Page excerpt:
====

I now know that the process of the tree thinning itself out is referred to as, June Drop and it happens a little after the fruit has set.
When is it the Best Time to Thin Peaches?
You should thin your peaches while they are still green and about 1 inch in diameter. This should be a week or so after June Drop. During this time, the pit in the center of the peach has not hardened yet.
This helps the rest of the peaches grow both huge and sweet; thinning increases the sugar content and flavor of the remaining peaches.
How to Thin Early Season Peaches
If you have an early-season peach variety, you want to thin your peaches leaving six to eight inches between each fruit.
How to Thin Late Season Peaches
If you have a late-season peach variety, you’ll thin your peaches leaving four to five inches between each fruit.
Note about young peach trees: Do not allow peach trees to set fruit during the first two growing seasons. Remove flowers or young fruits before they sap the energy the tree requires for growth. During the third year, allow the tree to bear a small crop. Do not let a tree set more fruit than its limbs can bear.

====

Material provided:
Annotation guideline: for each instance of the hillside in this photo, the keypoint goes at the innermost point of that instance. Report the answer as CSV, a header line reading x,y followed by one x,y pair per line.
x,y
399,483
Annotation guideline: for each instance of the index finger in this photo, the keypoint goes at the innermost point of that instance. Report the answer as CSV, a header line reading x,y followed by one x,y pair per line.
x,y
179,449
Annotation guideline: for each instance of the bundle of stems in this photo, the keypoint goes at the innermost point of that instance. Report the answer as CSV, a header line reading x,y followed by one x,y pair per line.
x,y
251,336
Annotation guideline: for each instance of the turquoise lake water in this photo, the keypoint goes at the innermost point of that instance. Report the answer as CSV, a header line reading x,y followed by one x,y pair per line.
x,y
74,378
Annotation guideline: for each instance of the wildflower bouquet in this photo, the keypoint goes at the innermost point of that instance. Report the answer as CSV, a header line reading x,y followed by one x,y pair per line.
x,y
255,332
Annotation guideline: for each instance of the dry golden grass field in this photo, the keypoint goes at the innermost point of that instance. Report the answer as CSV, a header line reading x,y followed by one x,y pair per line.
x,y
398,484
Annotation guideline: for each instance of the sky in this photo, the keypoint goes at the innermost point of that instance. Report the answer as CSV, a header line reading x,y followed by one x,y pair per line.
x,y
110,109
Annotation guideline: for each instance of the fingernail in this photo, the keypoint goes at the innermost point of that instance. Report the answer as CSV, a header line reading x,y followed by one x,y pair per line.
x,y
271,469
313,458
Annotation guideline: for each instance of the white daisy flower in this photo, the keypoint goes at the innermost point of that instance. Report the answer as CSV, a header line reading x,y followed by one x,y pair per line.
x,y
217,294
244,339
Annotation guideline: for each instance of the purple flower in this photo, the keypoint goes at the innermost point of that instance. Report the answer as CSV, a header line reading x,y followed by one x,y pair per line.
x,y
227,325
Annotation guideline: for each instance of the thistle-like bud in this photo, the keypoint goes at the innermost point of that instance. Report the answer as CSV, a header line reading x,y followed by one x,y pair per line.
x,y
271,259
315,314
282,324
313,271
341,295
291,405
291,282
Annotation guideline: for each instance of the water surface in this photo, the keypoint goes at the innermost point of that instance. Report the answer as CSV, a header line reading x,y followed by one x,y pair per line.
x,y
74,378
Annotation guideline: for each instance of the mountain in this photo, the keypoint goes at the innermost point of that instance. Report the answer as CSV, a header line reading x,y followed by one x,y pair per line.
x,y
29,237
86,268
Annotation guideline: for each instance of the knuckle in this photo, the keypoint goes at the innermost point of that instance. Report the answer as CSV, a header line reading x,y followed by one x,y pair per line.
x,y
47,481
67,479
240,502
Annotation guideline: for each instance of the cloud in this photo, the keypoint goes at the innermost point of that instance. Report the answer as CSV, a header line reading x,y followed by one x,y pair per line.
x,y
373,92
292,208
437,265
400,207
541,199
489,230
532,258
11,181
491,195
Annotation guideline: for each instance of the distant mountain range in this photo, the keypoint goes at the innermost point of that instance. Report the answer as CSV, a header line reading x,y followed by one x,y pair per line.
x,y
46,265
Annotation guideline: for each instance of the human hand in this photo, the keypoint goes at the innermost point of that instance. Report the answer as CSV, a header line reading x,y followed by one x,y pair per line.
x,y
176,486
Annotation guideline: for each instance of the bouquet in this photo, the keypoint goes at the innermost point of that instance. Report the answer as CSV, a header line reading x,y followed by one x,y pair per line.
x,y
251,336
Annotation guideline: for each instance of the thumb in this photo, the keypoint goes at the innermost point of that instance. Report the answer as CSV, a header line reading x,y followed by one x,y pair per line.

====

Tasks and exercises:
#1 Answer these questions from the peach-thinning text:
(a) How large should the peaches be when you thin them?
(b) How much space should be left between fruits on an early-season variety?
(c) For how many growing seasons should a young peach tree be kept from setting fruit?
#2 In the peach-thinning text, swap "small crop" for "light crop" and write out the passage from "How to Thin Late" to "limbs can bear.".
#3 Turn the paragraph of the peach-thinning text that begins "Note about young peach trees" into a short list, keeping its main facts.

Responses per task:
#1
(a) About 1 inch in diameter, while they are still green.
(b) Six to eight inches.
(c) The first two growing seasons.

#2
How to Thin Late Season Peaches
If you have a late-season peach variety, you’ll thin your peaches leaving four to five inches between each fruit.
Note about young peach trees: Do not allow peach trees to set fruit during the first two growing seasons. Remove flowers or young fruits before they sap the energy the tree requires for growth. During the third year, allow the tree to bear a light crop. Do not let a tree set more fruit than its limbs can bear.

#3
Young peach trees:
- Do not let them set fruit in the first two growing seasons.
- Remove flowers or young fruits before they take the energy the tree needs to grow.
- In the third year, let the tree bear a small crop.
- Never let a tree set more fruit than its limbs can bear.